■ **Selected passage**
In [None]:
%pip install transformers
%pip install accelerate>=0.26.0
%pip install --upgrade jinja2

In [None]:
from transformers import AutoModelForCausalLM, AutoTokenizer
import torch
import os

os.environ["HF_HOME"] = "/tmp/huggingface"
os.environ["TRANSFORMERS_CACHE"] = "/tmp/huggingface"

model_name = "Qwen/Qwen2.5-7B-Instruct-1M"

model = AutoModelForCausalLM.from_pretrained(
    model_name,
    torch_dtype="auto",
    device_map="auto",
    cache_dir="/tmp/huggingface"
)
tokenizer = AutoTokenizer.from_pretrained(model_name, cache_dir="/tmp/huggingface")

In [None]:
chunks = []

with open("tt0032138.txt", "r", encoding="utf-8") as f:
    chunk = []
    for line in f:
        chunk.append(line.strip())
        if len(chunk) >= 100:
            chunks.append(chunk)
            chunk = []
    if chunk:
        chunks.append(chunk)

In [None]:
chunks

In [None]:

with open("output.txt", "w", encoding="utf-8") as file:
    for chunk in chunks:
        text = "\n".join(chunk)
        prompt = f'''You are given a passage from a movie script. Return all spoken dialogue. This may be in the form of explicit dialogue, 
                or as a person speaking in stage directions or in any other sections of the script. Do not return any addition content aside from the explicit lines from the transcript. 
                Do not number the output. {text}'''
        messages = [
            {"role": "system", "content": "You are Qwen, created by Alibaba Cloud. You are a helpful assistant."},
            {"role": "user", "content": prompt}
        ]
        text = tokenizer.apply_chat_template(
            messages,
            tokenize=False,
            add_generation_prompt=True
        )
        model_inputs = tokenizer([text], return_tensors="pt").to(model.device)

        generated_ids = model.generate(
            **model_inputs,
            max_new_tokens=512
        )
        generated_ids = [
            output_ids[len(input_ids):] for input_ids, output_ids in zip(model_inputs.input_ids, generated_ids)
        ]

        response = tokenizer.batch_decode(generated_ids, skip_special_tokens=True)[0]

        file.write(response + "\n")


In [None]:
print(response)

■ **Problem details**
Summarize the notebook in two sentences. Use only the notebook for this.

■ **Given information**
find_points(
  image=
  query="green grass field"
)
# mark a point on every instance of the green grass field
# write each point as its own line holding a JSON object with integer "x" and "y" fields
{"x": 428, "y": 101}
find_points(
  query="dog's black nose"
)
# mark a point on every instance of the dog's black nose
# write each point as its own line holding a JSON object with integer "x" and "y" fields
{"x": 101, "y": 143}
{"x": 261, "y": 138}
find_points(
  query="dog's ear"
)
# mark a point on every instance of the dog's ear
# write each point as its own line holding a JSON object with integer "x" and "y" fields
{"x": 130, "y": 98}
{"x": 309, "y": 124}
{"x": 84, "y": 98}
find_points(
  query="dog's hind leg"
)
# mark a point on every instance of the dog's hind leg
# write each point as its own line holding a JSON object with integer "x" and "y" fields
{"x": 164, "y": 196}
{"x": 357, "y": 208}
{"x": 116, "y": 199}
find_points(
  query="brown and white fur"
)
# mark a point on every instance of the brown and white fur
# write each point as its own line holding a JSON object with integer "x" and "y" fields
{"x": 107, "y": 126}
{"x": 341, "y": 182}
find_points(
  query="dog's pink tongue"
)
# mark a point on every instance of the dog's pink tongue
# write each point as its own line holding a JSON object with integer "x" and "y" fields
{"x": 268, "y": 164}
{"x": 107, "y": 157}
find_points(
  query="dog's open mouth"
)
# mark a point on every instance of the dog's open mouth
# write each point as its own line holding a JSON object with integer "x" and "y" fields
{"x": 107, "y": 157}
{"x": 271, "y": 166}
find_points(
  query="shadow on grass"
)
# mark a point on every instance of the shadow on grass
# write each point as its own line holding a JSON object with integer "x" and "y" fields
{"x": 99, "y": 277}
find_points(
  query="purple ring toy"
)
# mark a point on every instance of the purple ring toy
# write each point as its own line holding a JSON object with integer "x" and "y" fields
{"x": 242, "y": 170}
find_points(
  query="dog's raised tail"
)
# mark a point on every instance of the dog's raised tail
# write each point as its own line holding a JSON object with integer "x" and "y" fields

■ **Answer below**
The notebook installs the needed packages, then loads a text generator and its tokenizer with /tmp/huggingface as the cache location. It splits the file tt0032138.txt into chunks of up to 100 lines, asks for all spoken dialogue from each movie script passage with a limit of 512 new tokens, and writes every response to output.txt.